::: Records for the task :::
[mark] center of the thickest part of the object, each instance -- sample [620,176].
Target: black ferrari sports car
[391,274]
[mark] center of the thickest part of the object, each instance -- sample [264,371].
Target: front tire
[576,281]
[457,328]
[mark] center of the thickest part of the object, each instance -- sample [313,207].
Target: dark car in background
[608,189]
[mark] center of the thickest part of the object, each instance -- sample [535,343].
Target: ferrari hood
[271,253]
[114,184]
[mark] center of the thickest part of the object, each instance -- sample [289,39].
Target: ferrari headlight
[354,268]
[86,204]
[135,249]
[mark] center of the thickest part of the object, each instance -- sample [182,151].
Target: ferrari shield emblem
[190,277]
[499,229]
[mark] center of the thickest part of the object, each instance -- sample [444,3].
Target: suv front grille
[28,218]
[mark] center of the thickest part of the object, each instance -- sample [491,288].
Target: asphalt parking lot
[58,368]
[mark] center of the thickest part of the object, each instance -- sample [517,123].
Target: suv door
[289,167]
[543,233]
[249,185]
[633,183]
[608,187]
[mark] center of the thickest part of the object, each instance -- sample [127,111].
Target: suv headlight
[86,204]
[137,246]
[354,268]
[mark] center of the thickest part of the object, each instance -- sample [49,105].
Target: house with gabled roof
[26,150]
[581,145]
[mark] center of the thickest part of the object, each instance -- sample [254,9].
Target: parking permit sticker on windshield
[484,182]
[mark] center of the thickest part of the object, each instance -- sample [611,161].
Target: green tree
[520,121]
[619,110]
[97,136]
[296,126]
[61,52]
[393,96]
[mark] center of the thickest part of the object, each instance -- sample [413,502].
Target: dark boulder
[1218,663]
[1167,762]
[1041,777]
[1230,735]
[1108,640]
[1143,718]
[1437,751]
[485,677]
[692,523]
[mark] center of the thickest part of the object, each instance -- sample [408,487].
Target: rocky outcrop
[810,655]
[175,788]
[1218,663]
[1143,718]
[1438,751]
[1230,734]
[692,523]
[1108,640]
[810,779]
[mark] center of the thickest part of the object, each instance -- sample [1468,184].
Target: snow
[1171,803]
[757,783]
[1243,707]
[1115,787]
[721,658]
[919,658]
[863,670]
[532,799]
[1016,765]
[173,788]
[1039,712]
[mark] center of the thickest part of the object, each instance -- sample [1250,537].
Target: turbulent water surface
:::
Copy the rows above without any changes, from the line containing "-- sample [49,105]." through the end of the rows.

▸ **Task response**
[mark] center of the thickest part of the object, each instance -- sample [49,105].
Target: house with gabled roof
[26,150]
[581,145]
[mark] center of the thickest part of the object, each instance -- sample [254,9].
Target: parking permit sticker on windshield
[484,182]
[mark] center of the thickest part of the object, each instance -- sample [611,161].
Target: green tree
[520,121]
[619,110]
[97,136]
[296,126]
[61,52]
[393,96]
[mark] center of the thickest part of the object, each instance -- sample [413,502].
Target: dark boulder
[1218,663]
[1167,762]
[1041,777]
[1230,735]
[1108,640]
[1143,718]
[1437,751]
[485,677]
[692,523]
[mark] center of the thickest part of the object, each instance -- sample [408,487].
Target: rocky outcrop
[810,655]
[175,788]
[1218,663]
[1143,718]
[1438,751]
[1230,734]
[692,523]
[1108,640]
[810,779]
[mark] center of the thickest part of the object, each instance -- sample [1468,184].
Target: snow
[1171,803]
[757,783]
[1243,707]
[1115,787]
[721,658]
[919,658]
[863,670]
[532,799]
[1016,765]
[173,788]
[1039,712]
[mark] center of the thickest part of the object, each instance -- sample [1250,537].
Target: turbulent water surface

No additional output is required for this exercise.